• YOUR OBJECTIVE: Pictures must be kept out of the copy. Every entry is to be duplicated exactly.

---+---

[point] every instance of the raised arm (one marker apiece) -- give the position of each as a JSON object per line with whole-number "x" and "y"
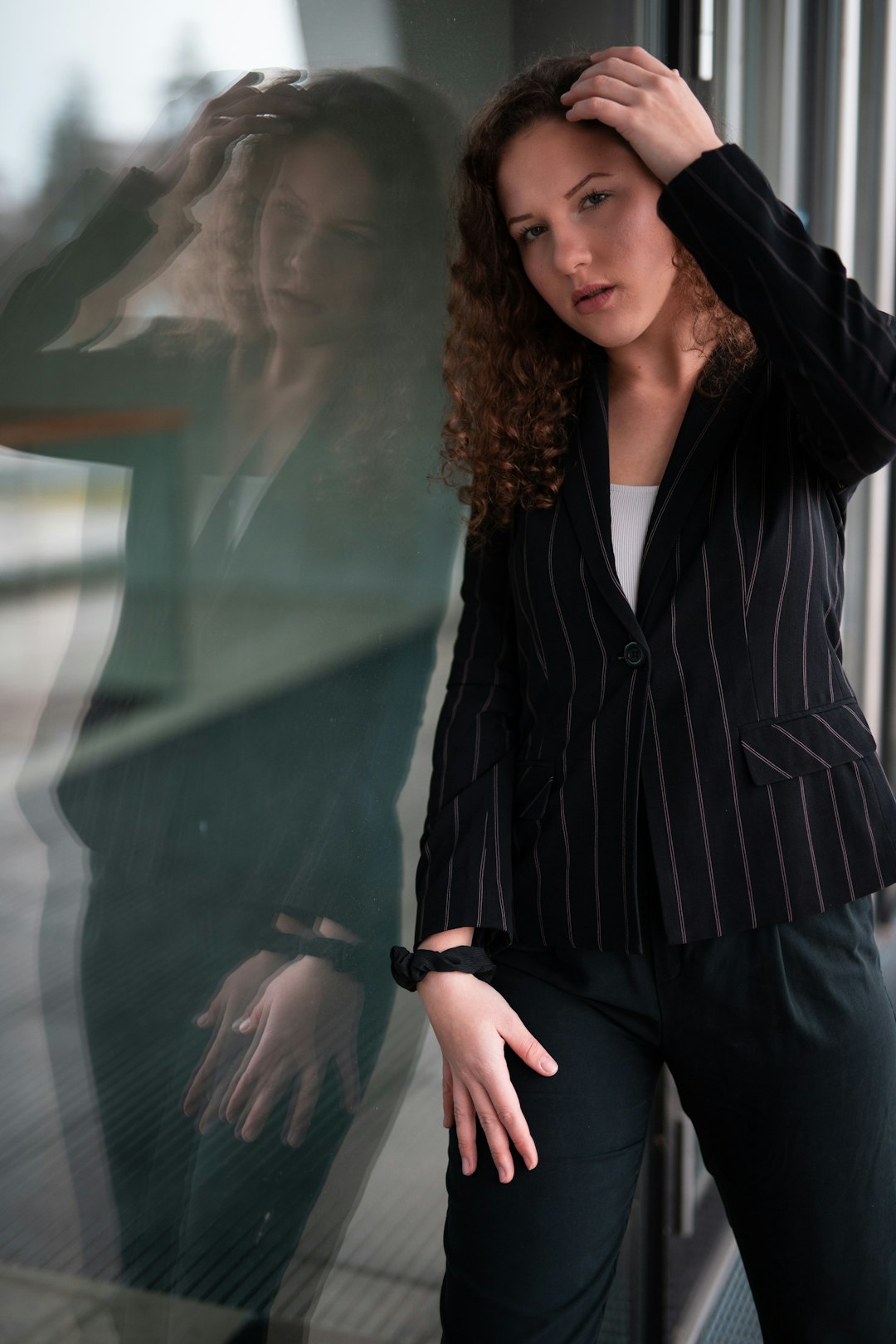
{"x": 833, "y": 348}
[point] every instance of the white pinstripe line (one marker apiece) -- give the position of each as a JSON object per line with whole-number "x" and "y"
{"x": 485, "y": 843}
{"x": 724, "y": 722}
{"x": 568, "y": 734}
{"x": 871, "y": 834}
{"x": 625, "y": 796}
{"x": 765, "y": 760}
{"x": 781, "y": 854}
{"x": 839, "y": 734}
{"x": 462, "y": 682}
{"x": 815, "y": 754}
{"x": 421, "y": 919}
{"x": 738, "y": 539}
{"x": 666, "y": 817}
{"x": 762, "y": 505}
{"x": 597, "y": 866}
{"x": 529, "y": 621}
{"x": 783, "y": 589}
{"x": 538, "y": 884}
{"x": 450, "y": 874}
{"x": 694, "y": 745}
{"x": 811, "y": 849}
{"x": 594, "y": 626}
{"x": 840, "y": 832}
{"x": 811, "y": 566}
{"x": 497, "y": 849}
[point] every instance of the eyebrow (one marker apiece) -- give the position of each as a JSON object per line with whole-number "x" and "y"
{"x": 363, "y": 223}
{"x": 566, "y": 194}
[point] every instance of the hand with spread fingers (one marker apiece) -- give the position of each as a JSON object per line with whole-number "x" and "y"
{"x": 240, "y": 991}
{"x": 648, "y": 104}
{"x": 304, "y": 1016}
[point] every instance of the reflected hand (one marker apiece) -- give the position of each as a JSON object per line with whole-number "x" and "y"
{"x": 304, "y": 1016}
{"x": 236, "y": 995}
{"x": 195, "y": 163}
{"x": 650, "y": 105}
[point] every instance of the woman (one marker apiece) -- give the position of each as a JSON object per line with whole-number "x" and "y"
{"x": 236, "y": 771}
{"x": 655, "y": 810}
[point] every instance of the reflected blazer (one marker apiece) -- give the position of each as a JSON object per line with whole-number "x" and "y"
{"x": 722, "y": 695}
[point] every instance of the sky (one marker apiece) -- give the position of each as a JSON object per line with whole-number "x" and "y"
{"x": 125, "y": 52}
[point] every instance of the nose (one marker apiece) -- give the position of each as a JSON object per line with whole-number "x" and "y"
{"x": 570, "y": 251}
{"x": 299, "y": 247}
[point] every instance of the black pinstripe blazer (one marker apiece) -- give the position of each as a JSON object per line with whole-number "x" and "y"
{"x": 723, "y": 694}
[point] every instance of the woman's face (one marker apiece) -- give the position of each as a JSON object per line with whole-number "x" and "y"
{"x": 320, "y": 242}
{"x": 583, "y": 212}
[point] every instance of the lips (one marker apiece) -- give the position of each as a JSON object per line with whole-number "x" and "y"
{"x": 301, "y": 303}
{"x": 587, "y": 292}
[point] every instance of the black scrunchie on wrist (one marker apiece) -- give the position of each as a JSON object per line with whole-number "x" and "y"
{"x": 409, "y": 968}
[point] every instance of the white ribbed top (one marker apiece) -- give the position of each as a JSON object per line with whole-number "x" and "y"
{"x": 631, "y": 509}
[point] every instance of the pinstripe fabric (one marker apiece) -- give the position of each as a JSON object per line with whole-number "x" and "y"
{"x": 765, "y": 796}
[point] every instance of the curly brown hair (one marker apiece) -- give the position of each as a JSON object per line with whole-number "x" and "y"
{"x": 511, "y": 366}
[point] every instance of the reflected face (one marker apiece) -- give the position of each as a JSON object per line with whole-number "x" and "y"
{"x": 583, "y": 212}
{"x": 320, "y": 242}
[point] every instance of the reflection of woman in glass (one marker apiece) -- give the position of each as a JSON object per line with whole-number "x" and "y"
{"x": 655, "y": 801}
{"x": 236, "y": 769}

---+---

• COMPLETED TASK:
[point] every instance of the raised arm (one marker apiece) -- give the position of each as a JSON object per line with whole-number "x" and "y"
{"x": 833, "y": 348}
[point] every instance of the white pinstripe line (one marker apiece) -- give the position of each as a JSON object per line with whole-number "x" and "y"
{"x": 485, "y": 843}
{"x": 724, "y": 722}
{"x": 568, "y": 734}
{"x": 871, "y": 834}
{"x": 625, "y": 796}
{"x": 765, "y": 760}
{"x": 781, "y": 854}
{"x": 839, "y": 734}
{"x": 462, "y": 682}
{"x": 815, "y": 754}
{"x": 421, "y": 919}
{"x": 738, "y": 539}
{"x": 666, "y": 817}
{"x": 762, "y": 505}
{"x": 597, "y": 866}
{"x": 529, "y": 621}
{"x": 783, "y": 589}
{"x": 538, "y": 884}
{"x": 450, "y": 874}
{"x": 694, "y": 745}
{"x": 811, "y": 849}
{"x": 594, "y": 626}
{"x": 840, "y": 832}
{"x": 811, "y": 566}
{"x": 497, "y": 849}
[point] every instance of the eyebrow (one marker apiece) -- give the position of each as a JSON object per line with whole-number "x" and "y"
{"x": 363, "y": 223}
{"x": 566, "y": 194}
[point] every instance of the hand with spread fingers (one marker apiece) -- give the position of each as a JSON object per line with whole-number "x" and "y"
{"x": 240, "y": 991}
{"x": 648, "y": 104}
{"x": 304, "y": 1016}
[point] every instance of the reflected hand (one marker apiece) -- give the position of each as a JSON object per line with whole-number "x" and "y"
{"x": 304, "y": 1016}
{"x": 236, "y": 995}
{"x": 195, "y": 163}
{"x": 650, "y": 105}
[point] every instance of the woman (one marker apiece) -- give the position of each as a JSON object per line with whole-number "x" and "y"
{"x": 236, "y": 771}
{"x": 655, "y": 810}
[point] every instance of the reflected blazer (one marker apiece) -- give the position of each as a JSON object per line with whole-number "x" and "y"
{"x": 722, "y": 695}
[point] every instance of the sky (one marker apiece) -- give the position of each as a JSON object per line with whole-number "x" and "y"
{"x": 125, "y": 52}
[point] every instance of the nose (one marker apiece) -- give the position of each as a JSON object per line with whole-number "x" and "y"
{"x": 570, "y": 251}
{"x": 299, "y": 247}
[point] every instance of the black pinstripe blazer (one marker apiece) -- give the position of each as a JSON object per line with whole-number "x" and "y"
{"x": 723, "y": 694}
[point] every instance of the woman's face (one marker apiece) -- give the position of each as a JSON object per line with whole-number "x" and "y"
{"x": 320, "y": 242}
{"x": 583, "y": 212}
[point] every instance of the lips (one marker apiece) -- give the position of each as a JSON object per line with whole-number "x" and "y"
{"x": 301, "y": 303}
{"x": 587, "y": 292}
[point] every instance of the black scrunchie on wrist (one marker apiece) -- give the position of each as a JSON object per line with whole-number "x" and "y"
{"x": 409, "y": 968}
[point] every instance of the white ribbed top (one marker apiece) -- give the position of each as a JSON object per line with whole-number "x" and "y"
{"x": 631, "y": 509}
[point] every instance of the pinstripe fabric (one marker apiece) -- give the position of each as a JSON object per line with whole-number "x" and "y"
{"x": 765, "y": 796}
[point] every instance of the curly brown hair (one marker apiece) -- give the position of each as a JSON object per line with whole-number "x" and "y"
{"x": 511, "y": 366}
[point] every instance of the reflected face (one marker apiece) -- give the position of each as a JSON object per line with whole-number "x" and "y"
{"x": 583, "y": 212}
{"x": 320, "y": 242}
[point] every instance of the reflection of woman in glass (one marker apiece) -- give the position of each as a JSON object per line with whole-number "x" and "y"
{"x": 655, "y": 801}
{"x": 236, "y": 769}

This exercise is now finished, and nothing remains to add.